- **WHAT YOU NEED TO DO**
1/ In the hydrocarbon lesson note, are these statements correct? (a) Coal, natural gases and petroleum are given as sources of hydrocarbons. (b) Aliphatic hydrocarbons are split into two groups. (c) Some aromatic hydrocarbons are acyclic. Answer each with yes or no and quote the words from the note that decide it.
2/ How would the hydrocarbon lesson note go on? Write its next part, starting right after the heading "PETROLEUM (CRUDE OIL)".

- **SOURCE TEXT**
--------------------------------------------------
Carbon And It’S Compounds VI – Hydrocarbon SS1 Chemistry Lesson Note

INTRODUCTION TO HYDROCARBONS

PETROLEUM CHEMISTRY

HYDROCARBON AND CRUDE OIL:

Hydrocarbons are very simple organic compounds composed mainly of hydrogen and carbon only.

The sources of hydrocarbons are coal, natural gases and petroleum.

Hydrocarbon can be divided into two main classes:

1. Aliphatic hydrocarbon
2. Aromatic hydrocarbon

ALIPHATIC HYDROCARBON: They are further divided into three groups: Alkanes, Alkenes and Alkynes. The Aliphatic may be Acyclic or Cyclic. The acyclic hydrocarbons are straight or branched chain hydrocarbons while the cyclic hydrocarbons consist of closed ring chains such as cycloalkane e.g. cyclopropane.

2. AROMATIC HYDROCARBON

Contain ring structure having non-localized orbital e.g. C6H6. Aromatic hydrocarbons are all cyclic hydrocarbons. The basic cyclic structure is the benzene ring.

  PETROLEUM (CRUDE OIL)
--------------------------------------------------
- **RECORD SET**
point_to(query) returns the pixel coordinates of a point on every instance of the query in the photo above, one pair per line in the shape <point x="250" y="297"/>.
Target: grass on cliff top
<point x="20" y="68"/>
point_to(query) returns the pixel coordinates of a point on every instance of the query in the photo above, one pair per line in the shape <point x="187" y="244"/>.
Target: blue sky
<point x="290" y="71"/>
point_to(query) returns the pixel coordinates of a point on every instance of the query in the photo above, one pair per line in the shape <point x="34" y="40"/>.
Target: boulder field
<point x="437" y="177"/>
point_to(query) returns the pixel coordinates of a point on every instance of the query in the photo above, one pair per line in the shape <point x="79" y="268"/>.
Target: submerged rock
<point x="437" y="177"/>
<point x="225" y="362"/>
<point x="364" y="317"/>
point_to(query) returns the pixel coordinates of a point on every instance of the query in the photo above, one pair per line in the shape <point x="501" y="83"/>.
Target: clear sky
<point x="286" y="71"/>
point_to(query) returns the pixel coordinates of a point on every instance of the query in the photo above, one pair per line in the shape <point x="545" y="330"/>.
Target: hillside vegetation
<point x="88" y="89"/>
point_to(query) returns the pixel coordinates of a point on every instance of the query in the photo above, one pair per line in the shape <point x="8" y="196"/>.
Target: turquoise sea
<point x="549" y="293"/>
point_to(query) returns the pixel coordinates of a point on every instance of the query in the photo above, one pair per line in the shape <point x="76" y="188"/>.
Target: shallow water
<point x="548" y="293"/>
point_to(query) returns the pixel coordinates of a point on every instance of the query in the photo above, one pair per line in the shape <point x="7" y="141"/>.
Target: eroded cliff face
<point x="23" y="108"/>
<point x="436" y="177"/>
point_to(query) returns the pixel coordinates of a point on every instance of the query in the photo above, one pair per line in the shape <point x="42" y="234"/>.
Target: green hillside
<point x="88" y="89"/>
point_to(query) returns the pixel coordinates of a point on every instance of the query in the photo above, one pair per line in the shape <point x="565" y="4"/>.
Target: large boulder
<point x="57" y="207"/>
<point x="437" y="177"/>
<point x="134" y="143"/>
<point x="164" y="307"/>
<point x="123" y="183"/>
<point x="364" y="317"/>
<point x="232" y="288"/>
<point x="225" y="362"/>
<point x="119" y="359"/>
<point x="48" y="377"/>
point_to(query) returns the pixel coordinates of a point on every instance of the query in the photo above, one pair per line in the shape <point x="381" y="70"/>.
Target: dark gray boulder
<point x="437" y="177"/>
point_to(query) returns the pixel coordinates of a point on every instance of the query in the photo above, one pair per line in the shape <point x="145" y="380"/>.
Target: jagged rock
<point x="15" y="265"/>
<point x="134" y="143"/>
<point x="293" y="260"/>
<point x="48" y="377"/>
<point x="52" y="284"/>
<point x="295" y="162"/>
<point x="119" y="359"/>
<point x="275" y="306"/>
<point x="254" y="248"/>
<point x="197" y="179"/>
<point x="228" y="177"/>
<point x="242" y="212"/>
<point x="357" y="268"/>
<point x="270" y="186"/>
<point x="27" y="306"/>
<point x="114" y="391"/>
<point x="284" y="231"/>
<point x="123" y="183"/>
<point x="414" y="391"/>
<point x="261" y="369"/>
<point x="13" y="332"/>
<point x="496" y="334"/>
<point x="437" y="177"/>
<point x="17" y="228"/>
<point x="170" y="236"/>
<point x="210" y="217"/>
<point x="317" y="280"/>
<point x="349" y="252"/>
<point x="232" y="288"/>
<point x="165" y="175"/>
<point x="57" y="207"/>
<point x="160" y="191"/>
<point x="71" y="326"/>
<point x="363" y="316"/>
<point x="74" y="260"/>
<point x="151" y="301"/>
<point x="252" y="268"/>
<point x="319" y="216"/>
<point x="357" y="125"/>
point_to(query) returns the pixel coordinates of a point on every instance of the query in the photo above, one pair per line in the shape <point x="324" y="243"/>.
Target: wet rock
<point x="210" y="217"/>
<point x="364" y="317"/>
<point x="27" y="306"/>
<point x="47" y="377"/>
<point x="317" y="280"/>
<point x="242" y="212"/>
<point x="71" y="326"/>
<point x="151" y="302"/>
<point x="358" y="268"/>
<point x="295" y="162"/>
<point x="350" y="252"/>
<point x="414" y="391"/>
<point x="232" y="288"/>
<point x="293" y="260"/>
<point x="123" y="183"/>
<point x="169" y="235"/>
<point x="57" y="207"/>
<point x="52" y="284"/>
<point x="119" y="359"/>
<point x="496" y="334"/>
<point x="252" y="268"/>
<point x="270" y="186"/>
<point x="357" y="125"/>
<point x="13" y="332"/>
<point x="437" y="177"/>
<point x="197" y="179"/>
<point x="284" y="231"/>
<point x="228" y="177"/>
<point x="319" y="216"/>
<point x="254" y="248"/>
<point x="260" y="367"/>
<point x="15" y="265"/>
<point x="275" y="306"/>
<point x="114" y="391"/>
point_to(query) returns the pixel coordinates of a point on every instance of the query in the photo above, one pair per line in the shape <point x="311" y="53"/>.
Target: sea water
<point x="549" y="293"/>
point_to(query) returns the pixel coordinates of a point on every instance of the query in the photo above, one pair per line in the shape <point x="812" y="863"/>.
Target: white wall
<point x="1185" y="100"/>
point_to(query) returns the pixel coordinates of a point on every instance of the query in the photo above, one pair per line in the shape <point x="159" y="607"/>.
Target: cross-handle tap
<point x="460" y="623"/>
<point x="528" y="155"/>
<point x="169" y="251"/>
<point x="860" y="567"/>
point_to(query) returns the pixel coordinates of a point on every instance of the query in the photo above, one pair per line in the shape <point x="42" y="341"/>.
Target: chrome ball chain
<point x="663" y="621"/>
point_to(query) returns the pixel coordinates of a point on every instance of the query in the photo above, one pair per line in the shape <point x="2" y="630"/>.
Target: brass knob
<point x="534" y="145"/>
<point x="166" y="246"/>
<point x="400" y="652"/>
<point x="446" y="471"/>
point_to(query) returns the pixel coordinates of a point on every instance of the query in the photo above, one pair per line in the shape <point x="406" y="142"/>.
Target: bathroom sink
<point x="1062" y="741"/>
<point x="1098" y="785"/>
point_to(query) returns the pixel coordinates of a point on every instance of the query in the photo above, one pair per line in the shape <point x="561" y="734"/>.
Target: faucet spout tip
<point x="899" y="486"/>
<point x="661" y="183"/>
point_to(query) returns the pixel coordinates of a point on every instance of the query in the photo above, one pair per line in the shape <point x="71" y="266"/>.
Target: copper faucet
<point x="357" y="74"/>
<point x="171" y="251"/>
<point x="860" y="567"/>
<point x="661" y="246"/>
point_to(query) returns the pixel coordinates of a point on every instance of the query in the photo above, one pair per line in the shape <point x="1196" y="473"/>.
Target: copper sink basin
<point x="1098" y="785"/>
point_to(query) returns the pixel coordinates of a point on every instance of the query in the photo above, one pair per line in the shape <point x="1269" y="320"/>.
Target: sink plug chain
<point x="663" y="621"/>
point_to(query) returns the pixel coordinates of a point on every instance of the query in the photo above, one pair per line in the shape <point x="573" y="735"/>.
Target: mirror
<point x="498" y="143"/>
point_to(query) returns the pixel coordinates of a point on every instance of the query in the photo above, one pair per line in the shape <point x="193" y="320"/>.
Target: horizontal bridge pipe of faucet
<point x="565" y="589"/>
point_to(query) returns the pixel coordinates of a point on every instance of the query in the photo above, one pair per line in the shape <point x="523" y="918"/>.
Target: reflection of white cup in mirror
--------------------------------------------------
- **ANSWERS**
1/
(a) Yes: "The sources of hydrocarbons are coal, natural gases and petroleum."
(b) No: "They are further divided into three groups: Alkanes, Alkenes and Alkynes."
(c) No: "Aromatic hydrocarbons are all cyclic hydrocarbons."

2/
Petroleum is the chief source of aliphatic hydrocarbon. It is a dark viscous liquid which is usually trapped or found under the ground or sea beds in certain parts of the world e.g. Nigeria, Saudi Arabia, Iran, USA, Iraq and Russia. Petroleum is a mixture of Alkanes, alkenes, cyclo alkanes and aromatic hydrocarbons together with about 1 – 6% impurities consisting mainly of compounds of sulphur and minute quantity of H2 and O2 compounds. Natural gas consists mainly of methane.

 ORIGIN OF CRUDE OIL AND NATURAL GAS

Natural gas and petroleum are formed by the decomposition of vast quantities of organic material, undoubtedly of marine origin, buried in sediment. When these tiny aquatic organisms died, their remains gradually settled on the sea beds.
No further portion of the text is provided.